EXERCISE DIRECTIONS » Search the records below for the string "orange" and copy each line where it turns up.

----- DATA PROVIDED

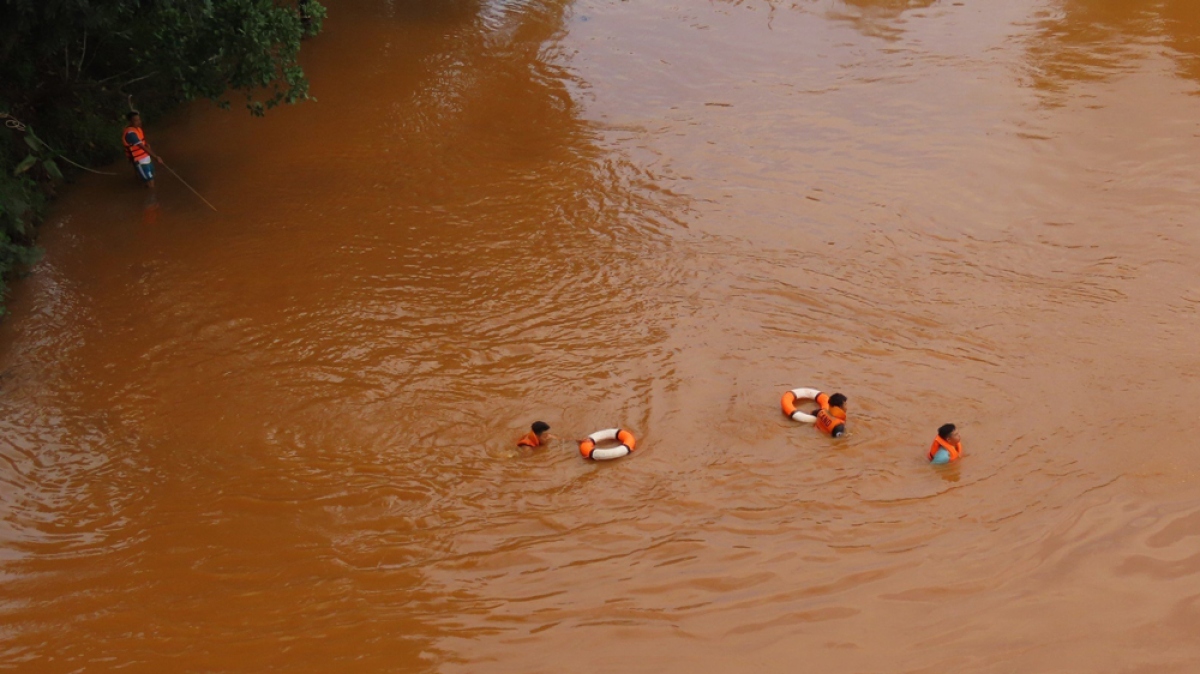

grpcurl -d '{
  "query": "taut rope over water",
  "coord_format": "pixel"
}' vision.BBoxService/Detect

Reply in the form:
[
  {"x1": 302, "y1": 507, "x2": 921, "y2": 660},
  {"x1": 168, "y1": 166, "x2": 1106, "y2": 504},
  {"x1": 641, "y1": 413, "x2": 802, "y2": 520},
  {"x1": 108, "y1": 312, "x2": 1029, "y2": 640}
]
[{"x1": 158, "y1": 159, "x2": 219, "y2": 213}]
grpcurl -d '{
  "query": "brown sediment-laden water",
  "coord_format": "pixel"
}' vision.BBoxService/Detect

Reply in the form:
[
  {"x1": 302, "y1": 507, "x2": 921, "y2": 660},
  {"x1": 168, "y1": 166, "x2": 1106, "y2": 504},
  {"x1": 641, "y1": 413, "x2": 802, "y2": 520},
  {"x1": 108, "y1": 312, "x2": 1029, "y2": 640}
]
[{"x1": 2, "y1": 0, "x2": 1200, "y2": 671}]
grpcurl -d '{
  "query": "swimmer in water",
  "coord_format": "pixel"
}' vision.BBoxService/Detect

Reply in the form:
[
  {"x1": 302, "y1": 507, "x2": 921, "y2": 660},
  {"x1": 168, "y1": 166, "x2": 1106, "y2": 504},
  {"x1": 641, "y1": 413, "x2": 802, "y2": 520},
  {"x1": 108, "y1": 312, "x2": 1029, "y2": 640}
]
[
  {"x1": 928, "y1": 423, "x2": 963, "y2": 464},
  {"x1": 814, "y1": 392, "x2": 848, "y2": 438},
  {"x1": 517, "y1": 421, "x2": 558, "y2": 449}
]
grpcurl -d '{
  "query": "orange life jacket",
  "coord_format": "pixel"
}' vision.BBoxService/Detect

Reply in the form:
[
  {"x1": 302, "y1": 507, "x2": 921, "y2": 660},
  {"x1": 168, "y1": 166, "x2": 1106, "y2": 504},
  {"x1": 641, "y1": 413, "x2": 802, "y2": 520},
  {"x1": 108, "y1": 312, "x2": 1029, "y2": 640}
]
[
  {"x1": 814, "y1": 406, "x2": 846, "y2": 436},
  {"x1": 517, "y1": 431, "x2": 541, "y2": 448},
  {"x1": 928, "y1": 436, "x2": 963, "y2": 462},
  {"x1": 123, "y1": 126, "x2": 149, "y2": 163}
]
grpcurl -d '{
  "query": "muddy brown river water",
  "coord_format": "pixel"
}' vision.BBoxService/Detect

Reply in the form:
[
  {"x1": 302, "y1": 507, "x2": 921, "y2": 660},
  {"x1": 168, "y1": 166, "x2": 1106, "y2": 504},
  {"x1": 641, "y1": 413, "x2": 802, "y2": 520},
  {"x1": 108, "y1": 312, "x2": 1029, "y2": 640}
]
[{"x1": 3, "y1": 0, "x2": 1200, "y2": 671}]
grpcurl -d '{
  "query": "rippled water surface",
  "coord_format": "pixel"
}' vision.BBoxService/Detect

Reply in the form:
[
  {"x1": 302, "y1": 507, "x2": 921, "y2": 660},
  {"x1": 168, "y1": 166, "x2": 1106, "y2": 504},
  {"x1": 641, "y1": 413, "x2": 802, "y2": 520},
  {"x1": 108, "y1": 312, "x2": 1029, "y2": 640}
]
[{"x1": 3, "y1": 0, "x2": 1200, "y2": 671}]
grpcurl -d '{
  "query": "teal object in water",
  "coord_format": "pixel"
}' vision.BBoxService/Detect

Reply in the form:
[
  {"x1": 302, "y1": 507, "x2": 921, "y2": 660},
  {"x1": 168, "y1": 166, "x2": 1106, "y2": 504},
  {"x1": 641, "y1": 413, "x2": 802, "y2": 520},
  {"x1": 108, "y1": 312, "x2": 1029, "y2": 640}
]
[{"x1": 931, "y1": 447, "x2": 951, "y2": 465}]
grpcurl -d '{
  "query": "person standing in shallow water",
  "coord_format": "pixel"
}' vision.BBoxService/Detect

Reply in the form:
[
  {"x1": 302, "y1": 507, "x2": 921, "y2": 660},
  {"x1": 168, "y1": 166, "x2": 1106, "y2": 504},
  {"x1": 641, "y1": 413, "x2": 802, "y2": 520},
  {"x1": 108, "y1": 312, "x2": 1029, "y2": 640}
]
[
  {"x1": 928, "y1": 423, "x2": 963, "y2": 464},
  {"x1": 122, "y1": 111, "x2": 159, "y2": 188}
]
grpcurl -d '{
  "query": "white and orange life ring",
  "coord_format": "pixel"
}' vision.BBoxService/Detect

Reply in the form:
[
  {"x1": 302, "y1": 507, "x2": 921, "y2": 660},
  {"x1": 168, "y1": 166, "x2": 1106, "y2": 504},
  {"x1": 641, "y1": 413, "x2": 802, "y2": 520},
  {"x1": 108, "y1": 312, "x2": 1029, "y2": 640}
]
[
  {"x1": 781, "y1": 388, "x2": 823, "y2": 423},
  {"x1": 579, "y1": 428, "x2": 637, "y2": 461}
]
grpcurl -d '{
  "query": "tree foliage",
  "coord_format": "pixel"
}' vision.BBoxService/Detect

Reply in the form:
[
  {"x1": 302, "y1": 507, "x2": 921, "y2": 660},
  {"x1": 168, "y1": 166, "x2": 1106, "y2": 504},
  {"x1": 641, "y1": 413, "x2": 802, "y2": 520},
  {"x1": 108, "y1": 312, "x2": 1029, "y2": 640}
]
[{"x1": 0, "y1": 0, "x2": 326, "y2": 312}]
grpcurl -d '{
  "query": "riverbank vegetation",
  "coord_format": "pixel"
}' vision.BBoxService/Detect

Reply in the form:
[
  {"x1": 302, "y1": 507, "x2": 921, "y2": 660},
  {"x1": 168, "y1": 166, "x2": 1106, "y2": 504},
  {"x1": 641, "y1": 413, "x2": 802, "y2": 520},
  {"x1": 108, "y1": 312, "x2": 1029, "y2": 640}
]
[{"x1": 0, "y1": 0, "x2": 326, "y2": 313}]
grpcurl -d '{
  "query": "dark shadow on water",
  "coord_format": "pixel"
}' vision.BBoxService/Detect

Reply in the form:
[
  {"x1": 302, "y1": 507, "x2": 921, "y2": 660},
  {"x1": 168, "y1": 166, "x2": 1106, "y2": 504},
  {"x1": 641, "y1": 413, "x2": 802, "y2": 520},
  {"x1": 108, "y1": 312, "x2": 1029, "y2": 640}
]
[
  {"x1": 1023, "y1": 0, "x2": 1200, "y2": 104},
  {"x1": 824, "y1": 0, "x2": 939, "y2": 41}
]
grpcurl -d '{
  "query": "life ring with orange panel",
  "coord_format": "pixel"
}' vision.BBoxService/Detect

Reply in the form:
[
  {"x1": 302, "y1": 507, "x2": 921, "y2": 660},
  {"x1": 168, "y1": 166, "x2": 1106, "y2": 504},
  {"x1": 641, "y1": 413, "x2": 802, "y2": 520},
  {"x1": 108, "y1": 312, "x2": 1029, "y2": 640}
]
[
  {"x1": 781, "y1": 388, "x2": 826, "y2": 423},
  {"x1": 579, "y1": 428, "x2": 637, "y2": 461}
]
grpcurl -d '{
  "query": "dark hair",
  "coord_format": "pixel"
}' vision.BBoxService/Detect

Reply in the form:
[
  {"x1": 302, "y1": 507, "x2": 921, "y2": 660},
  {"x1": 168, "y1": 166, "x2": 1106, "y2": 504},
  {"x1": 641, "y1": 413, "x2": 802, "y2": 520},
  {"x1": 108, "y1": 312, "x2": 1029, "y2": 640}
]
[
  {"x1": 828, "y1": 393, "x2": 847, "y2": 408},
  {"x1": 531, "y1": 421, "x2": 550, "y2": 434},
  {"x1": 937, "y1": 423, "x2": 956, "y2": 440},
  {"x1": 126, "y1": 111, "x2": 140, "y2": 121}
]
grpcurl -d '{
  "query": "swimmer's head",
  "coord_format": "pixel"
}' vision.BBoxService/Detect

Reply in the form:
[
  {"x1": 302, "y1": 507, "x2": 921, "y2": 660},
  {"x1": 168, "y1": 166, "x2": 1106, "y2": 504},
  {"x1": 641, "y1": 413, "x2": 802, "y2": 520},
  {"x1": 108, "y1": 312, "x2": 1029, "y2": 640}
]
[
  {"x1": 127, "y1": 111, "x2": 142, "y2": 126},
  {"x1": 531, "y1": 421, "x2": 550, "y2": 438},
  {"x1": 938, "y1": 423, "x2": 960, "y2": 444},
  {"x1": 829, "y1": 393, "x2": 847, "y2": 409}
]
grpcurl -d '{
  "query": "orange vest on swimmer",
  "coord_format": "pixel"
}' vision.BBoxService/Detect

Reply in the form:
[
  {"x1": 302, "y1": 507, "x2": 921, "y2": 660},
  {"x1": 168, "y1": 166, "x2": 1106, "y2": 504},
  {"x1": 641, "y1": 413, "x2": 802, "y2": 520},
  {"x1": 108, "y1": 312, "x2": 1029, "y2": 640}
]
[
  {"x1": 517, "y1": 431, "x2": 541, "y2": 448},
  {"x1": 928, "y1": 436, "x2": 963, "y2": 461},
  {"x1": 814, "y1": 406, "x2": 846, "y2": 435},
  {"x1": 123, "y1": 126, "x2": 149, "y2": 162}
]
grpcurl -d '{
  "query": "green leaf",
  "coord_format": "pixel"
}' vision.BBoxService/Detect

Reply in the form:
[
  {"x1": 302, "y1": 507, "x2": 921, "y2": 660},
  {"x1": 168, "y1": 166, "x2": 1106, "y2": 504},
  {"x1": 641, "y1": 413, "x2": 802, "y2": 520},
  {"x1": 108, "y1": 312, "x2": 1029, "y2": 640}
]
[
  {"x1": 42, "y1": 160, "x2": 63, "y2": 181},
  {"x1": 13, "y1": 155, "x2": 38, "y2": 175},
  {"x1": 23, "y1": 135, "x2": 41, "y2": 151}
]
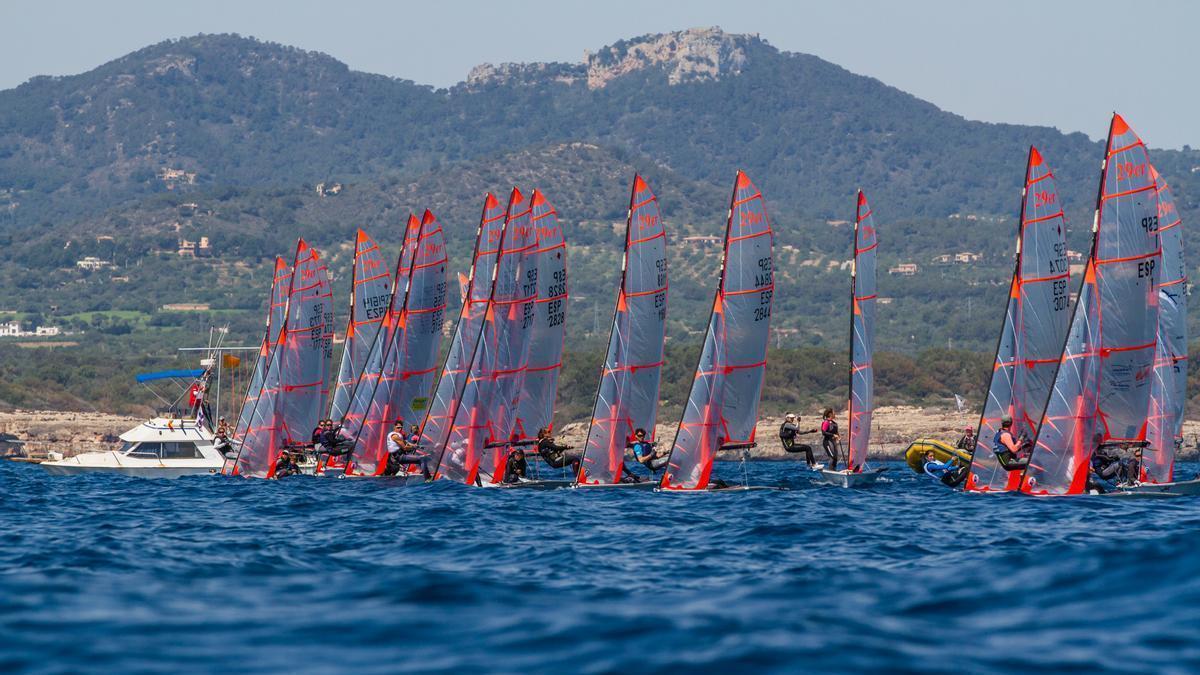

----------

FINISHED TASK »
  "query": "orange life jacket",
  "query": "white and orange life ring",
  "query": "life ring with orange panel",
  "query": "orange vest on swimmer",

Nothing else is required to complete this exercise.